Exercise description | Find every line below with the string "flower" and pick it out.

BEGIN Input material

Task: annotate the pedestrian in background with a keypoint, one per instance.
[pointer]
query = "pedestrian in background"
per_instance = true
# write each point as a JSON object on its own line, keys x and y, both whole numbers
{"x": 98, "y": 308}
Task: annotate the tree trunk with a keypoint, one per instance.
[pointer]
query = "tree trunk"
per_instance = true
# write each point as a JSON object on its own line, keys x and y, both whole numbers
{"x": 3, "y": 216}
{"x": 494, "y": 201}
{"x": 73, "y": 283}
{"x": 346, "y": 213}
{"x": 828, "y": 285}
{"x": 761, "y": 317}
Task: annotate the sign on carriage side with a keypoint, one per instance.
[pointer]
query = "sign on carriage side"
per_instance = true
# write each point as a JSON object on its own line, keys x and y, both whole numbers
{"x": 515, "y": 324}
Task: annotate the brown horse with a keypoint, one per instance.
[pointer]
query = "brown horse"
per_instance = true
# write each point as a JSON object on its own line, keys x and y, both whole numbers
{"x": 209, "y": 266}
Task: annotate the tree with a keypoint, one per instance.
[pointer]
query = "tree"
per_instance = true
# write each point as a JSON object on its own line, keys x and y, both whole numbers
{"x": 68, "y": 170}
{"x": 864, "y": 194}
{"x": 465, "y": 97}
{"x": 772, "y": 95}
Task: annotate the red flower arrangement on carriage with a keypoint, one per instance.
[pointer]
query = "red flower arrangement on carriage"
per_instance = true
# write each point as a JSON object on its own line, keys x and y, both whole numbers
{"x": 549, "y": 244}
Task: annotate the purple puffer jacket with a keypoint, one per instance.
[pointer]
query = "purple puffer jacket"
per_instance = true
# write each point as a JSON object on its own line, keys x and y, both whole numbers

END Input material

Written solution |
Task: annotate the red flower arrangement on carriage with a keypoint, one per instance.
query = "red flower arrangement on carriage"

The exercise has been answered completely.